=== STATED TASK ===
Reproduce the data below word for word, leaving out the pictures.

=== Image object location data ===
***

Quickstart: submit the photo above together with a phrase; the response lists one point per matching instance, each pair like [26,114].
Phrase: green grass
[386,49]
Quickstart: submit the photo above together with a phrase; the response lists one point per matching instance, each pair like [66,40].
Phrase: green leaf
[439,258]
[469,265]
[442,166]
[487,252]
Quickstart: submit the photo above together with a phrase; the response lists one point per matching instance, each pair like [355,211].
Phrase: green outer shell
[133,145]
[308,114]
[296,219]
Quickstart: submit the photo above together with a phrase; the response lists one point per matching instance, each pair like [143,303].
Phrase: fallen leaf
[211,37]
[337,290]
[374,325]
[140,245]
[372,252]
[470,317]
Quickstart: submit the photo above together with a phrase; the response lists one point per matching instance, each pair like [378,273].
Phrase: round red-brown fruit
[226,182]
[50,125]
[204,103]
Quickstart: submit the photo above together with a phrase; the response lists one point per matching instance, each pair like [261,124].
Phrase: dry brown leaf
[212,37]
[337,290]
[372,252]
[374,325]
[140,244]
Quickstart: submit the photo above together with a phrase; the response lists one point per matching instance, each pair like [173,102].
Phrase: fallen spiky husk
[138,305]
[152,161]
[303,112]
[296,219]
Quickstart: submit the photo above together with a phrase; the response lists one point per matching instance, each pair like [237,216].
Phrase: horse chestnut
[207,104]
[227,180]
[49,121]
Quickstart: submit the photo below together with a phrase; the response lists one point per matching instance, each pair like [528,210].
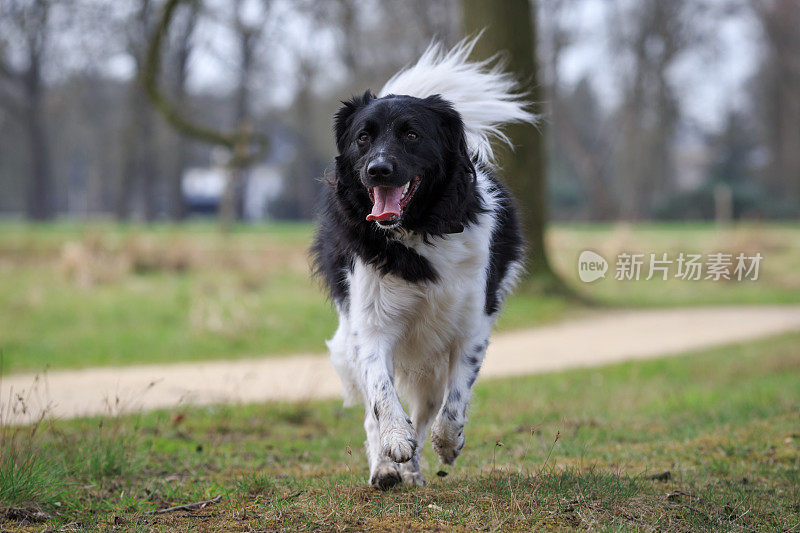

***

=== EXERCISE ANSWER ===
Quickstart: submit the photo above together with a phrase; the response lists one point per matching instance, each pair like [26,114].
Phrase: green grass
[386,49]
Quickstart: submit the photo above together with a phrase; the response lists one point per matching instance, each pair like [66,40].
Phrase: green leaf
[439,258]
[469,265]
[442,166]
[487,252]
Quickstart: submit the photo above together with a phrase; the response lists one point per matching instance, each pair like [355,211].
Phrase: green outer shell
[133,145]
[308,114]
[296,219]
Quickstart: submit the photo above together with a phrase; the response lists one point per matching instance, each pair like [143,303].
Phrase: fallen leaf
[211,37]
[337,290]
[374,325]
[140,245]
[372,252]
[470,317]
Quickstart: submit the photo above together with a phrase; the response lists one point per matching instance, each pair like [378,273].
Phrase: round red-brown fruit
[226,182]
[50,125]
[204,103]
Quickstart: submit the photo above together with a phrase; the response lists one point per matching instance, each pair like [261,124].
Phrase: dry brown leaf
[212,37]
[337,290]
[372,252]
[374,325]
[140,244]
Quickstart: submit the photo above together with a phrase; the response lists one point per matching instance, each pair like [173,102].
Phrase: fallen spiky husk
[138,305]
[152,161]
[303,112]
[296,219]
Quickstart: submit the photo above together with a phrase; the response lists one point per matching instance, each pair like [237,216].
Phrase: horse chestnut
[207,104]
[227,180]
[49,121]
Quickstart: submit the photo below together with a phrase; the response lists one point per matching instance, each pair like [528,210].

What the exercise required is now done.